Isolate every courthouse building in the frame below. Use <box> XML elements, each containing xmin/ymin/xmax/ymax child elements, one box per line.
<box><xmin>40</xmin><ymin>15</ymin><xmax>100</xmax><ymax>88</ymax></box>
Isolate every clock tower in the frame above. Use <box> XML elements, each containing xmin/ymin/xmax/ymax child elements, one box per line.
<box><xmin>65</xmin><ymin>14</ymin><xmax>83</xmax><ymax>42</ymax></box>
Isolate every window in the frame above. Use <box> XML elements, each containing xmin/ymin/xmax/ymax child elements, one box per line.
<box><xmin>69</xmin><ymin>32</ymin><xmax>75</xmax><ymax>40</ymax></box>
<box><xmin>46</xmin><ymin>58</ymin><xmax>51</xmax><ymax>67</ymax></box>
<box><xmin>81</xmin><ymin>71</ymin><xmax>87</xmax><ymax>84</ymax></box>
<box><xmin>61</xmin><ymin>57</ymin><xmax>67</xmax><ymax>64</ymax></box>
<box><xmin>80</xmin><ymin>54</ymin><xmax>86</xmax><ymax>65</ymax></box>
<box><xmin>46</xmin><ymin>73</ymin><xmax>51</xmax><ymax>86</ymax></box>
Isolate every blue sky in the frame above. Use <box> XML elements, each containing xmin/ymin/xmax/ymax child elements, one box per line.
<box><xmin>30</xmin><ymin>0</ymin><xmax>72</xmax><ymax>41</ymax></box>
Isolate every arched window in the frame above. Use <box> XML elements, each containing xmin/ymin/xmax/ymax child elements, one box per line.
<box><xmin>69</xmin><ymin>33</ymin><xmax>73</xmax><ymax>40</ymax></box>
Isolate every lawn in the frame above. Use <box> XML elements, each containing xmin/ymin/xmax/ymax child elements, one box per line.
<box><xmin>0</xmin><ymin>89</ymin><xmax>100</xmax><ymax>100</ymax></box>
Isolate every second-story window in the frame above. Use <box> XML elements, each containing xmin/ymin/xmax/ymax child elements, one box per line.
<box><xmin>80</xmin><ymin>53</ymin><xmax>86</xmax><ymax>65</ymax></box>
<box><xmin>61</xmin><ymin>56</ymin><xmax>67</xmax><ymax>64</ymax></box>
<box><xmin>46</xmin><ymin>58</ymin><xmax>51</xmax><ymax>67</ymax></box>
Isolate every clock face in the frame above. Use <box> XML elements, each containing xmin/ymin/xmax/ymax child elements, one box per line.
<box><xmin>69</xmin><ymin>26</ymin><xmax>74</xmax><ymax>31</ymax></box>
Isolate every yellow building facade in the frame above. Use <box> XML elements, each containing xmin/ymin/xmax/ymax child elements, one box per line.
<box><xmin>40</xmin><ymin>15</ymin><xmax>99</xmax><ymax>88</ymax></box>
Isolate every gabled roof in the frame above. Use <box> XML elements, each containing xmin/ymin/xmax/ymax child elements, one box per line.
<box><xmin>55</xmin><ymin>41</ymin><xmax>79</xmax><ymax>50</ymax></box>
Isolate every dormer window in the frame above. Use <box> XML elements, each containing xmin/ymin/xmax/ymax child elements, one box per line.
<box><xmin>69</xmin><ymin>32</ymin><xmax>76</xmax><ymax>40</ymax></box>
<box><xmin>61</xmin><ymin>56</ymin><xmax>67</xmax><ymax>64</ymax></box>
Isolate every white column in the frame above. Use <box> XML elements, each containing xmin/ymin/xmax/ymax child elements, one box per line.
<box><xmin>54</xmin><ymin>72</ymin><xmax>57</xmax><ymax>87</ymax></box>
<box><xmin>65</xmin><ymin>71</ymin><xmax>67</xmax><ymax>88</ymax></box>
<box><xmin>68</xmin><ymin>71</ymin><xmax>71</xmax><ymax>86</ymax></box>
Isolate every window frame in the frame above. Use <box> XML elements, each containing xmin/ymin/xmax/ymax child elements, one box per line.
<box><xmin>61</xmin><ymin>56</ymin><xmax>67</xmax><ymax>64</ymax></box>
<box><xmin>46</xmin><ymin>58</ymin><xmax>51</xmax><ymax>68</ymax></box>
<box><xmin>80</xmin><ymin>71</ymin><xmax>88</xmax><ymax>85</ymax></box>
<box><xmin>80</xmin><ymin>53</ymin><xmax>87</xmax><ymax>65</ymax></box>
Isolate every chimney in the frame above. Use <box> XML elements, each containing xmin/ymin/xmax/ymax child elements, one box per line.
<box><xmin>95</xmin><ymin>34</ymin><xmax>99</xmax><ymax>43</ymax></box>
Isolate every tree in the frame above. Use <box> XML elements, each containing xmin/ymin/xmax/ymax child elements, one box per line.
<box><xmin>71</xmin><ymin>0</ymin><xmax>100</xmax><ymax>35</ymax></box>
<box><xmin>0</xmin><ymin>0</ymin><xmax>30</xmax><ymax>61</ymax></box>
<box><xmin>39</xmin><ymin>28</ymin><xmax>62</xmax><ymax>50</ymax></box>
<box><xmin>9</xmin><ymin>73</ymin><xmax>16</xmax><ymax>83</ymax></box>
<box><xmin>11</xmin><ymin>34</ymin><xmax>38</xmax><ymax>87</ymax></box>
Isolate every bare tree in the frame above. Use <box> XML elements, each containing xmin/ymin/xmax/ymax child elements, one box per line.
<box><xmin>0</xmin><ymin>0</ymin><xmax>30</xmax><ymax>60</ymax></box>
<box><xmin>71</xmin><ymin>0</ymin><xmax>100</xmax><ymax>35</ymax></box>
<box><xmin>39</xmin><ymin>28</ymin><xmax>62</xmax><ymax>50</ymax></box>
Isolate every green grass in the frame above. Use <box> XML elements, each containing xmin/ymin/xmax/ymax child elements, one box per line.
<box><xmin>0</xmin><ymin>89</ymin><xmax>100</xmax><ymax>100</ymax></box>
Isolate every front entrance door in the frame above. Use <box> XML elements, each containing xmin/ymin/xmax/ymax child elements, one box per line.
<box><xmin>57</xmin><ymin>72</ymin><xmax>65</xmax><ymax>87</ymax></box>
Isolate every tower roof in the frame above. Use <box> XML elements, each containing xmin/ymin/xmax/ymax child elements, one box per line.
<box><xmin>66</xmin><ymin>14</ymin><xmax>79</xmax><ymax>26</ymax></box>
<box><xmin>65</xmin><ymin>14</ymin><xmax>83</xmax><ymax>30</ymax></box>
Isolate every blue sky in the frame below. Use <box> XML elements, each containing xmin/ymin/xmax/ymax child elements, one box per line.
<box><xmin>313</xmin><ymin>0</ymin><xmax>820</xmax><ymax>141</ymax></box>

■ ■ ■ ■ ■

> [GIVEN PROBLEM]
Scale the data from the line holding "Isolate every front" through the end of the data, inclusive, and write out only those lines, requests included. Multiply every bounding-box coordinate in the answers by 1.15 and round each result to a whole number, with halves rounding up.

> [EXPECTED ANSWER]
Isolate every front entrance door in the frame above. Use <box> XML elements, each containing xmin/ymin/xmax/ymax child elements, one box per line.
<box><xmin>66</xmin><ymin>83</ymin><xmax>75</xmax><ymax>100</ymax></box>
Isolate every tower roof in the frame above. Use <box> XML elements, each containing xmin/ymin/xmax/ymax child elements, one box per line.
<box><xmin>76</xmin><ymin>16</ymin><xmax>91</xmax><ymax>30</ymax></box>
<box><xmin>75</xmin><ymin>16</ymin><xmax>95</xmax><ymax>35</ymax></box>
Isolate every blue sky in the frame below. Use <box> XML elements, each containing xmin/ymin/xmax/ymax child elements, one box per line.
<box><xmin>360</xmin><ymin>0</ymin><xmax>943</xmax><ymax>162</ymax></box>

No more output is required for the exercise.